Directions for this task: In the UCLA–Stanford preview, copy the passage from "Why Stanford will" up to and including "for UCLA’s offense.", replacing "biggest" with "toughest".
╭─ Excerpted passage
UCLA vs. Stanford: First Look + Bowl Scenarios

UCLA football is on top of the world right now. Not on top of the polls, mind you — No. 15 in AP and No. 17 in the BCS standings — but who honestly cares about that right now? Certainly not Jim Mora, who hammers in the “one game at a time” philosophy with relentless efficacy. Every single player on the roster has absorbed that mindset, and they’re headed to the Rose Bowl if they win out.

Vegas opens with the Cardinal as 1.5-point favorites. Flip a coin.

Why Stanford will win: Start with the defense that held Oregon below 40 the first time all season, and to its lowest point total since Nov. 13, 2010. Linebacker Shayne Skov looks like he never tore his ACL. This is far and away the biggest test for UCLA’s offense.

Stanford also has a redshirt freshman quarterback its own. Kevin Hogan isn’t close to the player Brett Hundley is, but he’s plenty capable in his own right. Keeps plays alive with his feet and doesn’t make costly mistakes. Also, this is a team that should have extended overtime against now-No. 1 Notre Dame, only to be thwarted by a poor call. (Although Stepfan Taylor’s four straight first-and-goal runs do speak to uninspired playcalling.)
╰─
╭─ Given material
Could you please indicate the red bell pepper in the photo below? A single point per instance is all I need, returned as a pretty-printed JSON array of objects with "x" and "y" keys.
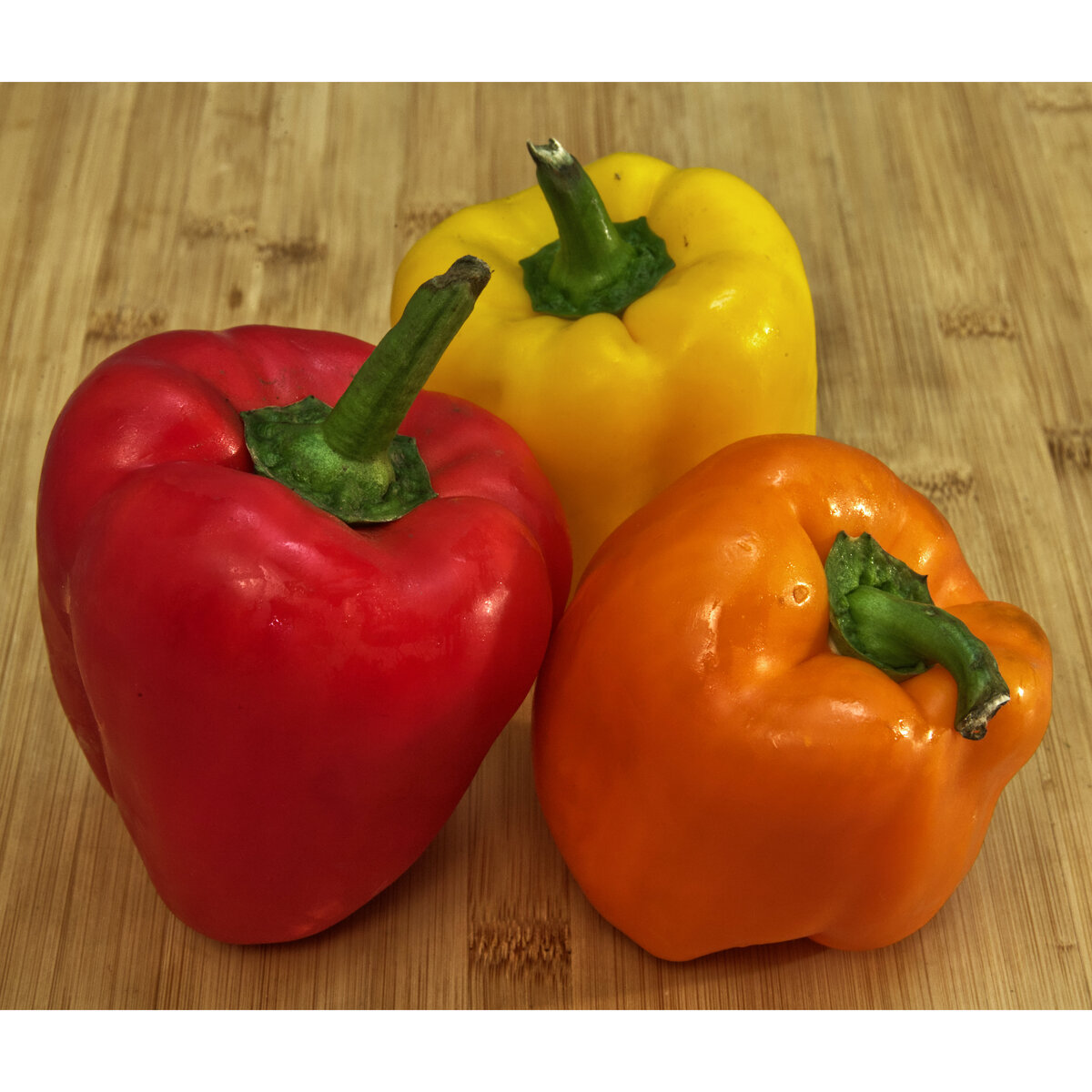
[{"x": 288, "y": 703}]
╰─
The completed task:
Why Stanford will win: Start with the defense that held Oregon below 40 the first time all season, and to its lowest point total since Nov. 13, 2010. Linebacker Shayne Skov looks like he never tore his ACL. This is far and away the toughest test for UCLA’s offense.